=== DATA TO USE ===

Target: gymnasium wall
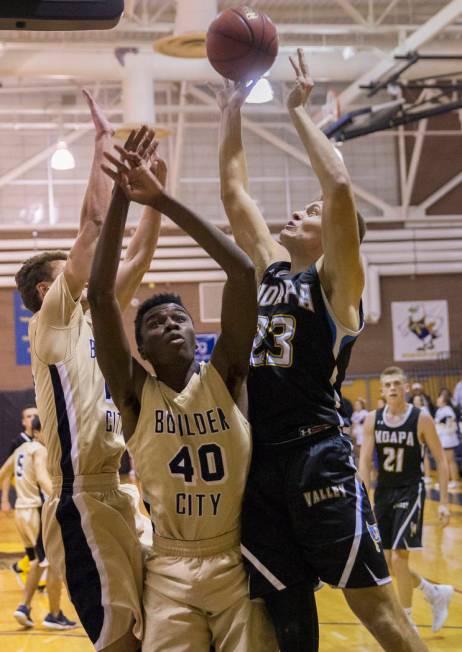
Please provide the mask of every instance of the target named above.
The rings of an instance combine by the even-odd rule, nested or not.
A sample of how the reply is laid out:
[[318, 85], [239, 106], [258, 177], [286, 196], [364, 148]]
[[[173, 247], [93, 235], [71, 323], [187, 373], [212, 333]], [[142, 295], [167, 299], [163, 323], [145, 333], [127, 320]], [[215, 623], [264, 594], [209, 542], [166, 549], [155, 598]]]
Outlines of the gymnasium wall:
[[[447, 299], [451, 350], [462, 350], [461, 287], [462, 278], [460, 275], [382, 278], [382, 318], [378, 324], [366, 325], [364, 333], [353, 350], [349, 373], [354, 376], [379, 374], [385, 366], [393, 364], [391, 301]], [[217, 330], [218, 325], [216, 323], [203, 323], [200, 321], [199, 288], [197, 284], [159, 284], [155, 289], [142, 287], [138, 291], [137, 299], [143, 301], [153, 292], [172, 291], [181, 294], [185, 304], [191, 311], [197, 332], [215, 332]], [[136, 308], [130, 307], [125, 317], [126, 329], [130, 335], [133, 350], [135, 350], [133, 337], [135, 314]], [[0, 332], [2, 333], [0, 338], [0, 391], [30, 387], [31, 374], [29, 367], [16, 366], [13, 293], [11, 290], [0, 290]], [[399, 364], [410, 373], [423, 372], [426, 365], [425, 362], [403, 362]], [[362, 395], [362, 393], [359, 392], [357, 395]]]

===

DIRECTIONS FOR THIS TASK:
The reply must consist solely of the lines from the one containing "The rings of" through the last line in the material above, reproduced exactly.

RESPONSE AREA:
The rings of an instance combine by the even-odd rule, nested or not.
A sample of how the reply is laid out:
[[318, 85], [239, 106], [258, 177], [286, 196], [364, 148]]
[[[173, 247], [93, 235], [71, 323], [187, 373], [212, 333]], [[142, 295], [167, 299], [163, 323], [145, 333], [127, 320]], [[215, 623], [264, 594], [209, 542], [166, 549], [155, 598]]]
Outlines of the gymnasium wall:
[[[447, 299], [451, 350], [462, 350], [461, 287], [462, 278], [460, 275], [382, 278], [382, 318], [378, 324], [366, 325], [364, 333], [353, 350], [349, 373], [354, 376], [379, 374], [385, 366], [393, 364], [391, 301]], [[217, 330], [218, 325], [216, 323], [203, 323], [200, 321], [199, 288], [197, 284], [159, 284], [155, 289], [142, 287], [138, 291], [137, 299], [143, 301], [153, 292], [172, 291], [181, 294], [185, 304], [191, 311], [197, 332], [215, 332]], [[136, 308], [130, 307], [125, 317], [126, 329], [130, 335], [133, 350], [135, 350], [133, 337], [135, 314]], [[0, 332], [2, 333], [0, 338], [0, 391], [30, 387], [31, 374], [29, 367], [16, 366], [13, 293], [11, 290], [0, 290]], [[399, 364], [410, 373], [423, 372], [426, 365], [425, 362], [403, 362]], [[362, 395], [362, 393], [359, 392], [357, 395]]]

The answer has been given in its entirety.